> DOCUMENT EXCERPT:
+-------+
July 16, 2018 at 9:30 am
I have an SSIS pkg, where I have three tables to load, with the first step to perform a delete with a date set delete, right now deletes the current and previous month, where the table holds 2.5 yrs of data. These tables currently do not have any keys, constraints of indexes.
The delete performance seems to take forever, I've googled around and there seems to be a wide range of ways to improve performance, I'm looking for the easiest low hanging fruit approach to give these transactions a boost.
Thanks
July 16, 2018 at 9:41 am
You don't provide rowcounts, but a large delete may be faster if done in chunks.
WHILE 1=1 BEGIN
DELETE TOP (10000) FROM table WHERE condition;
IF @@ROWCOUNT = 0 BREAK;
END
You also don't provide the recovery model. Breaking a large DELETE into pieces is especially helpful in SIMPLE recovery databases, as i reduces the strain on the transaction log. It also helps if "condition" is something that can be satisfied with a clustered index, such as a date range.
If you're deleting a large percentage of the table, say 90+ percent, it may be faster to copy the rows you want to keep to a temp table, truncate the main table, and then reload from the temp table.
+-------+
> DATASET:

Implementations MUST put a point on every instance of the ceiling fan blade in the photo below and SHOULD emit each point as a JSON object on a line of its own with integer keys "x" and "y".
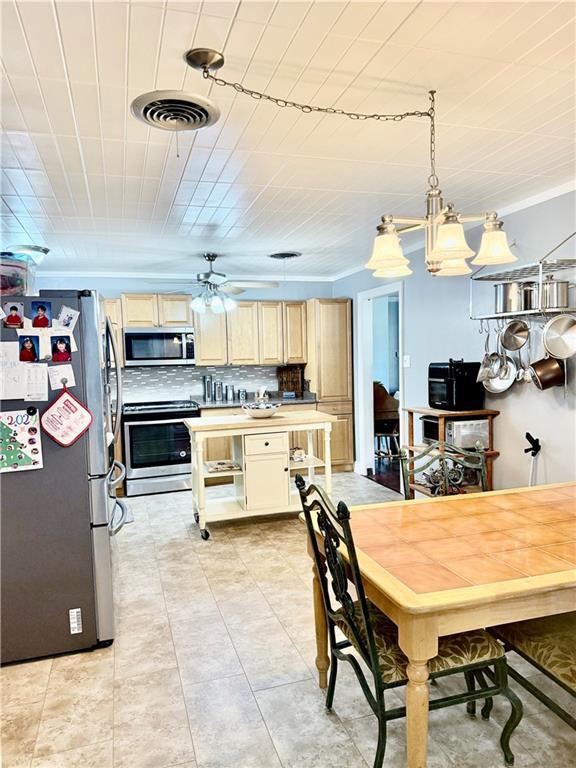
{"x": 256, "y": 283}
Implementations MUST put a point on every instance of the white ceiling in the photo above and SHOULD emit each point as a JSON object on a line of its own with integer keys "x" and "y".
{"x": 108, "y": 195}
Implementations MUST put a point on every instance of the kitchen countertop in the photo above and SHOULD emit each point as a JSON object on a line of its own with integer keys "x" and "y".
{"x": 308, "y": 398}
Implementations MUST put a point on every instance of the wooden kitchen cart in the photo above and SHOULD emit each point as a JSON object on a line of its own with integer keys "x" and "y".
{"x": 261, "y": 449}
{"x": 442, "y": 417}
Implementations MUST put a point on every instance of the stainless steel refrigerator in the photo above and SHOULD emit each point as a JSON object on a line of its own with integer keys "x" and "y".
{"x": 57, "y": 522}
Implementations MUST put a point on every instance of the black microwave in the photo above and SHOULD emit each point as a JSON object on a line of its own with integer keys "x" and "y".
{"x": 159, "y": 346}
{"x": 452, "y": 386}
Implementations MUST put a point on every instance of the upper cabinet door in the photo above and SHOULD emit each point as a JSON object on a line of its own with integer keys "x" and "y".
{"x": 332, "y": 327}
{"x": 270, "y": 332}
{"x": 295, "y": 332}
{"x": 243, "y": 334}
{"x": 139, "y": 310}
{"x": 174, "y": 310}
{"x": 210, "y": 339}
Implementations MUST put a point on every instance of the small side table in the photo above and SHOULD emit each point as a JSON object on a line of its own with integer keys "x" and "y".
{"x": 442, "y": 416}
+-------+
> GIVEN PROBLEM:
The SQL Server delete performance thread above suggests an alternative for removing most of a table's rows. List the steps of that alternative in order.

> CORRECT OUTPUT:
1. Copy the rows you want to keep to a temp table.
2. Truncate the main table.
3. Reload the main table from the temp table.